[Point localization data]
┄┄┄┄┄┄
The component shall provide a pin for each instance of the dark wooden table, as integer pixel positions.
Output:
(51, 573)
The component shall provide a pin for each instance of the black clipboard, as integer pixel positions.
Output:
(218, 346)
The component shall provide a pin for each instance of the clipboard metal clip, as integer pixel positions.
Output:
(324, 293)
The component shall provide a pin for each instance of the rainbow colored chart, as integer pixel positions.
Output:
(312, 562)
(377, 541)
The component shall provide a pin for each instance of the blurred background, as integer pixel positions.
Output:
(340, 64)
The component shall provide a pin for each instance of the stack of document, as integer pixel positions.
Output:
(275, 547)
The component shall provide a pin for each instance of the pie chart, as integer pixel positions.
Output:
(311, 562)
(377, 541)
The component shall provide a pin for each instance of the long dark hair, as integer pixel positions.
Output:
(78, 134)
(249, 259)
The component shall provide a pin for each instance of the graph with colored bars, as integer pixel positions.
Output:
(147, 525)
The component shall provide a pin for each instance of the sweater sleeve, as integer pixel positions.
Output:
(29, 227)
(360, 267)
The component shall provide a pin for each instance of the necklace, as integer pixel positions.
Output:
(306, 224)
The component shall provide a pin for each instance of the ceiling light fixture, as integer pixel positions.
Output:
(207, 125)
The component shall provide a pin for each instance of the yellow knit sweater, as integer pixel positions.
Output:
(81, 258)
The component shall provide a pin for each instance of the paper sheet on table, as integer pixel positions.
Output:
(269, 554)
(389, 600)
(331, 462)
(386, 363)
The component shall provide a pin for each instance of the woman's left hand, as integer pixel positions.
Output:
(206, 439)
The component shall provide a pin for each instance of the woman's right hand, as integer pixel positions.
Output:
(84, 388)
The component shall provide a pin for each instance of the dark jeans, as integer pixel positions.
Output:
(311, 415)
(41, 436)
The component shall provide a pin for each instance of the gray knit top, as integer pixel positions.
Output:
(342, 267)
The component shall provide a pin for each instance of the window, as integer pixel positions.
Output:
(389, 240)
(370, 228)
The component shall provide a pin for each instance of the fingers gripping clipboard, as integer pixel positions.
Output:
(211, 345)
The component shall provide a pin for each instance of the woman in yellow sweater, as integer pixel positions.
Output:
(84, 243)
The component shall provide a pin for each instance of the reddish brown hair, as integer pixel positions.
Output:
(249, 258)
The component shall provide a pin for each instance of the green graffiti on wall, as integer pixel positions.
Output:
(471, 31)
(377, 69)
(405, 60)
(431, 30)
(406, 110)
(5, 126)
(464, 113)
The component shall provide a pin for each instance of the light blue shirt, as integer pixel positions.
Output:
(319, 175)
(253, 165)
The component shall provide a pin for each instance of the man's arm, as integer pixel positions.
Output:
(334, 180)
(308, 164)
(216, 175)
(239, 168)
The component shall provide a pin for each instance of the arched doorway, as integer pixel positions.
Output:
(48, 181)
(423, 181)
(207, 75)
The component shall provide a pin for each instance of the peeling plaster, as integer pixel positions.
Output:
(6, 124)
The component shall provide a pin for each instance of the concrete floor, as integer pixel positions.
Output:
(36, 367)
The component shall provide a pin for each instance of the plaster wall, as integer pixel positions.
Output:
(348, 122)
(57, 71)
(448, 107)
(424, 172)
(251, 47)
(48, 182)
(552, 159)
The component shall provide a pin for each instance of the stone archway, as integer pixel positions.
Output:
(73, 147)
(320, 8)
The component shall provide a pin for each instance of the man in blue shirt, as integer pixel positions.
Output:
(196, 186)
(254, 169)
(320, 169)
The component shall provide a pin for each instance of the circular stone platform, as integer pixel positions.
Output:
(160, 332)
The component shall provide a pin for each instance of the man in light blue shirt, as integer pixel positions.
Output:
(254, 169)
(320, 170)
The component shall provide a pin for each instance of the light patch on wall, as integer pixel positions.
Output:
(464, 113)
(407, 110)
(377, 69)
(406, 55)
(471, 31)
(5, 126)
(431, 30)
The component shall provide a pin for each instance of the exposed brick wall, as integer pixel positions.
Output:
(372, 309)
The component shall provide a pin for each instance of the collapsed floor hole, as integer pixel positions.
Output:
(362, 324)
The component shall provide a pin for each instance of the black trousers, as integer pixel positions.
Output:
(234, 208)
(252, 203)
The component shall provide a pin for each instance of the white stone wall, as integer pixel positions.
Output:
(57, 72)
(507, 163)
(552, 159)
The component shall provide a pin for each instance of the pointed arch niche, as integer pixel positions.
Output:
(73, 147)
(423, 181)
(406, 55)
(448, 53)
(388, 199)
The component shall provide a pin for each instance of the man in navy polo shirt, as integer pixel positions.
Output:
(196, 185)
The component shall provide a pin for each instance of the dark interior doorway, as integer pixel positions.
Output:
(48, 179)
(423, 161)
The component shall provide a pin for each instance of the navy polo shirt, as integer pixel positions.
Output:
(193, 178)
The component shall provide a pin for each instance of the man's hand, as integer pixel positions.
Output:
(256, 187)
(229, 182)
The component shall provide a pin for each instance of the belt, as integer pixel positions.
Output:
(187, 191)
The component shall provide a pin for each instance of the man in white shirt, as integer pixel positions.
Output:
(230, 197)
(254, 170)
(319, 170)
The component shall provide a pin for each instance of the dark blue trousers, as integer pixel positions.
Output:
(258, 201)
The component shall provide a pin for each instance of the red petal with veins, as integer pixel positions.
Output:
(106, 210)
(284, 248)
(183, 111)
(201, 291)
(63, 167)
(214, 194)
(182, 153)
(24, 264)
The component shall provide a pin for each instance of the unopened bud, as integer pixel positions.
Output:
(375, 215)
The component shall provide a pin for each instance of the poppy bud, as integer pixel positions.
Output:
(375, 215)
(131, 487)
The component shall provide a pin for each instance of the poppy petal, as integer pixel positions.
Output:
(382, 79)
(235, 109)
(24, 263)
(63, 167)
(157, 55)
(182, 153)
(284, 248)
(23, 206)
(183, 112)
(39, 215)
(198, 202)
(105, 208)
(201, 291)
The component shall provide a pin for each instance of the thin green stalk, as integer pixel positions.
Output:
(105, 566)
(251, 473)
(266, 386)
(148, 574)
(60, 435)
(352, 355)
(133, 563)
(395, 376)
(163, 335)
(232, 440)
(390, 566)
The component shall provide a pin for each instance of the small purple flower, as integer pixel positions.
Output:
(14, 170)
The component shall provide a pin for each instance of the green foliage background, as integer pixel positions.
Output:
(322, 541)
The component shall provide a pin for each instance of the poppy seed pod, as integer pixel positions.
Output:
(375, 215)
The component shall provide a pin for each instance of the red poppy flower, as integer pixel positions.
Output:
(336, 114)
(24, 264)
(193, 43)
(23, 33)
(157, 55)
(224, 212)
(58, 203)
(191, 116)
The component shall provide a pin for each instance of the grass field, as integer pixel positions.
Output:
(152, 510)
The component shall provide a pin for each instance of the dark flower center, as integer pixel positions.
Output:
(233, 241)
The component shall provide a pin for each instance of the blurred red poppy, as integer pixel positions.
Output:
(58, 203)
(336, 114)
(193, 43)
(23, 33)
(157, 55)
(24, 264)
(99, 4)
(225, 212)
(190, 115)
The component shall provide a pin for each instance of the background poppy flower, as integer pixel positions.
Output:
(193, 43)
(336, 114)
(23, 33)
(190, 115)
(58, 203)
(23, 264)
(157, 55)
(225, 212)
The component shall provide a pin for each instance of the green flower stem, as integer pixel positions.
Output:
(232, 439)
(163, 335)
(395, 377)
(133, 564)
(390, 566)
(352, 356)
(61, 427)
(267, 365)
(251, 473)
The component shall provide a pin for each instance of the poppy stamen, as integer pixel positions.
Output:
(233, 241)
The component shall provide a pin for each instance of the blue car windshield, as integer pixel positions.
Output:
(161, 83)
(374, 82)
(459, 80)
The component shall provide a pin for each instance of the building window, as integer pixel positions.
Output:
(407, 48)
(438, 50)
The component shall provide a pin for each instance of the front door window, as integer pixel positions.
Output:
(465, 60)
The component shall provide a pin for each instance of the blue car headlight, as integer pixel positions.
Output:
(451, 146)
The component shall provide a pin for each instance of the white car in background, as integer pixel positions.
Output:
┄┄┄┄┄┄
Your reply is to repeat, unchanged, the lines above running from the one with "colored chart, as integer pixel positions." up to and including the one with "blurred background, as integer pixel positions.".

The component shall provide a pin for each instance of the rainbow colored chart, as integer pixel positions.
Output:
(312, 562)
(377, 541)
The component shall provide a pin for each instance of the blurred background, as integer pixel positions.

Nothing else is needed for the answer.